→ **To be done**
Lay out every line of the records below as a JSON list of strings, one string per line, with blank lines dropped. Leave the pictures out.
----- Listed records -----
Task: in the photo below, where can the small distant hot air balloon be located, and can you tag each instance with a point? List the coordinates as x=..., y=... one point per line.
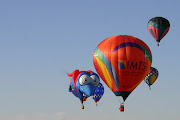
x=83, y=84
x=158, y=28
x=151, y=76
x=98, y=93
x=122, y=62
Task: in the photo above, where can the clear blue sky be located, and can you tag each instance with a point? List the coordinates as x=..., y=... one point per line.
x=42, y=40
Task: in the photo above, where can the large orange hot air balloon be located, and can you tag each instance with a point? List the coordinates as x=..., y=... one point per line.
x=122, y=62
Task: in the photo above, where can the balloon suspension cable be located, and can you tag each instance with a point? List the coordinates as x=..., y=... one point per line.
x=157, y=43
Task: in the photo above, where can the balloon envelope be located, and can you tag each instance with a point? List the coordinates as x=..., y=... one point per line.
x=122, y=62
x=158, y=27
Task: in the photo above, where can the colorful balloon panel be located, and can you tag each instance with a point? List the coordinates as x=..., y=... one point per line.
x=98, y=92
x=158, y=27
x=122, y=61
x=151, y=76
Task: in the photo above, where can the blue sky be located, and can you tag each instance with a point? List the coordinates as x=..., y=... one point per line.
x=42, y=40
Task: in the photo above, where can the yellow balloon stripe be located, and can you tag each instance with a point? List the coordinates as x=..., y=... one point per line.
x=105, y=73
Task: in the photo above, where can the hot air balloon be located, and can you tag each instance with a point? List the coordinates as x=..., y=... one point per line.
x=122, y=62
x=151, y=76
x=83, y=84
x=98, y=93
x=158, y=28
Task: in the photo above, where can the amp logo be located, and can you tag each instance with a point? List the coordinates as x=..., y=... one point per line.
x=122, y=64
-----
→ **Answer to the exercise**
[
  "Task: in the photo below, where can the small distant hot air balloon be located, and can you tag each instance with a point? List the coordinates as x=..., y=... one point per line.",
  "x=83, y=84",
  "x=158, y=28",
  "x=151, y=76",
  "x=98, y=93",
  "x=122, y=62",
  "Task: in the photo above, where can the clear blue sky be located, and can you tag each instance with a point? List the coordinates as x=..., y=... one point per line.",
  "x=42, y=40",
  "Task: in the photo above, where can the large orange hot air balloon be located, and can you tag each instance with a point? List the coordinates as x=..., y=... one point per line.",
  "x=122, y=62",
  "Task: in the photo above, where can the balloon suspension cable be located, and can you tag each instance with a point? List the coordinates as x=..., y=... one point per line.",
  "x=157, y=43",
  "Task: in the photo above, where can the balloon envelope be located, and can you tag each instance with a point? List the coordinates as x=..., y=... one point per line.",
  "x=122, y=62",
  "x=158, y=27",
  "Task: in the photo above, where can the colorful balloon panel be located, and can you tag each instance with a point? List the coordinates as x=..., y=... one point per line.",
  "x=98, y=92",
  "x=158, y=27",
  "x=122, y=61",
  "x=151, y=76",
  "Task: in the photo above, where can the blue sky be located, and can you tag each instance with a point? List the coordinates as x=..., y=... one point per line.",
  "x=42, y=40",
  "Task: in the photo above, where can the yellow balloon stripe be located, and can you tag each instance with a point? List the coordinates as x=..., y=... one point per line.",
  "x=105, y=73",
  "Task: in the photo above, where can the hot air balloon be located, and can you tag each instance with a point? List the coordinates as x=..., y=... one point per line.",
  "x=122, y=62",
  "x=151, y=76",
  "x=83, y=84",
  "x=98, y=93",
  "x=158, y=28",
  "Task: in the photo above, where can the amp logo be located, and can you tag each instance with a point? List the coordinates as x=..., y=... one point per line.",
  "x=122, y=64"
]